>> Start Reading text
Slurm exporter dashboard Node exporter dashboard NVIDIA DCGM exporter dashboard EFA metrics dashboard FSx for Lustre metrics dashboard

Exported metrics reference

The following sections present comprehensive lists of metrics exported from SageMaker HyperPod to Amazon Managed Service for Prometheus upon the successful configuration of the Amazon CloudFormation stack for SageMaker HyperPod observability. You can start monitoring these metrics visualized in the Amazon Managed Grafana dashboards.

Slurm exporter dashboard

Provides visualized information of Slurm clusters on SageMaker HyperPod.

Types of metrics

Cluster Overview: Displaying the total number of nodes, jobs, and their states.
Job Metrics: Visualizing job counts and states over time.
Node Metrics: Showing node states, allocation, and available resources.
Partition Metrics: Monitoring partition-specific metrics such as CPU, memory, and GPU utilization.
Job Efficiency: Calculating job efficiency based on resources utilized.

List of metrics

Metric name	Description
`slurm_job_count`	Total number of jobs in the Slurm cluster
`slurm_job_state_count`	Count of jobs in each state (e.g., running, pending, completed)
`slurm_node_count`	Total number of nodes in the Slurm cluster
`slurm_node_state_count`	Count of nodes in each state (e.g., idle, alloc, mix)
`slurm_partition_node_count`	Count of nodes in each partition
`slurm_partition_job_count`	Count of jobs in each partition
`slurm_partition_alloc_cpus`	Total number of allocated CPUs in each partition
`slurm_partition_free_cpus`	Total number of available CPUs in each partition
`slurm_partition_alloc_memory`	Total allocated memory in each partition
`slurm_partition_free_memory`	Total available memory in each partition
`slurm_partition_alloc_gpus`	Total allocated GPUs in each partition
`slurm_partition_free_gpus`	Total available GPUs in each partition

Node exporter dashboard

Provides visualized information of system metrics collected by the Prometheus node exporter from the HyperPod cluster nodes.

Types of metrics

System overview: Displaying CPU load averages and memory usage.
Memory metrics: Visualizing memory utilization including total memory, free memory, and swap space.
Disk usage: Monitoring disk space utilization and availability.
Network traffic: Showing network bytes received and transmitted over time.
File system metrics: Analyzing file system usage and availability.
Disk I/O metrics: Visualizing disk read and write activity.

List of metrics

For a complete list of metrics exported, see the Node exporter and procfs GitHub repositories. The following table shows a subset of the metrics that provides insights into system resource utilization such as CPU load, memory usage, disk space, and network activity.
>> End Reading text
Job A: In the entries, substitute "Place" for "Drop" in everything from the start of the entries down to the line containing "point(345, 73)", and give those lines back with nothing else changed.
The metrics reference text and the entries after it are separate material.
>> Start Material shown
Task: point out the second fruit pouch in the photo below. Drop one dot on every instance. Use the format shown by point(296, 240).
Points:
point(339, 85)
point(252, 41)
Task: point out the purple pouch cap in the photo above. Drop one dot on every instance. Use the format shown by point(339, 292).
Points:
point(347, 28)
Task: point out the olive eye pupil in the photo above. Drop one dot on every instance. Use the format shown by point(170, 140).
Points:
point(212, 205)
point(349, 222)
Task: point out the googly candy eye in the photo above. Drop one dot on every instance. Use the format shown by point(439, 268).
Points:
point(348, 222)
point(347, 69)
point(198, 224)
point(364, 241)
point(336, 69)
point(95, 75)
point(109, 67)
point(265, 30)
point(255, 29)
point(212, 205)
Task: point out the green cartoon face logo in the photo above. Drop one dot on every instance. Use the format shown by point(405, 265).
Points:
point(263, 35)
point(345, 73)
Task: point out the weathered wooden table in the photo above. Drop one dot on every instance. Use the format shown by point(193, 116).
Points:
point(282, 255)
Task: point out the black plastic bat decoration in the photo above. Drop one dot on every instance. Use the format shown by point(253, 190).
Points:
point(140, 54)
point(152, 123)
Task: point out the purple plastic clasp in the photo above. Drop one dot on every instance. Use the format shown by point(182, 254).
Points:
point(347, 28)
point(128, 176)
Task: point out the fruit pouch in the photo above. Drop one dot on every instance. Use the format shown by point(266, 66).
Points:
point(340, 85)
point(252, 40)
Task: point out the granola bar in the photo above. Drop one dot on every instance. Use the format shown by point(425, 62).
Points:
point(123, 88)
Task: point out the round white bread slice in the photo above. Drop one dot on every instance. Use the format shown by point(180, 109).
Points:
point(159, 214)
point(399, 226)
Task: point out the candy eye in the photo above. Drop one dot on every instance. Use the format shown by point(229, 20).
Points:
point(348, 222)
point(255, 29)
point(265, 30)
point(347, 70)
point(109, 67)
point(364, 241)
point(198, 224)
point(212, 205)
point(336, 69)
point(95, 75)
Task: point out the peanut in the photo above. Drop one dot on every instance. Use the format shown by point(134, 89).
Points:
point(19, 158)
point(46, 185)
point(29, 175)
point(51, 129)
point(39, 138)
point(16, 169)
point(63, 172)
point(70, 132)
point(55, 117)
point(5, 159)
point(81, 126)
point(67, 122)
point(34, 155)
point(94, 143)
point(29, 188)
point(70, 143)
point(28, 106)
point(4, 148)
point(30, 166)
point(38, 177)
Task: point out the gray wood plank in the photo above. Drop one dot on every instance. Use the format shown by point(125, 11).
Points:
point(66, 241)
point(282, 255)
>> End Material shown
Job B:
Answer these questions about the metrics reference text:
(i) What does the metric `slurm_node_state_count` count?
(ii) Which GitHub repositories does the text point to for a complete list of exported node metrics?
(iii) What do the Disk I/O metrics visualize?

Response A:
Task: point out the second fruit pouch in the photo below. Place one dot on every instance. Use the format shown by point(296, 240).
Points:
point(339, 85)
point(252, 41)
Task: point out the purple pouch cap in the photo above. Place one dot on every instance. Use the format shown by point(339, 292).
Points:
point(347, 28)
Task: point out the olive eye pupil in the photo above. Place one dot on every instance. Use the format shown by point(170, 140).
Points:
point(212, 205)
point(349, 222)
Task: point out the googly candy eye in the photo above. Place one dot on every instance. Use the format shown by point(439, 268).
Points:
point(348, 222)
point(347, 69)
point(198, 224)
point(364, 241)
point(336, 69)
point(95, 75)
point(109, 67)
point(265, 30)
point(255, 29)
point(212, 205)
Task: point out the green cartoon face logo in the photo above. Place one dot on every instance. Use the format shown by point(405, 265).
Points:
point(263, 35)
point(345, 73)

Response B:
(i) The count of nodes in each state (e.g., idle, alloc, mix).
(ii) The Node exporter and procfs GitHub repositories.
(iii) Disk read and write activity.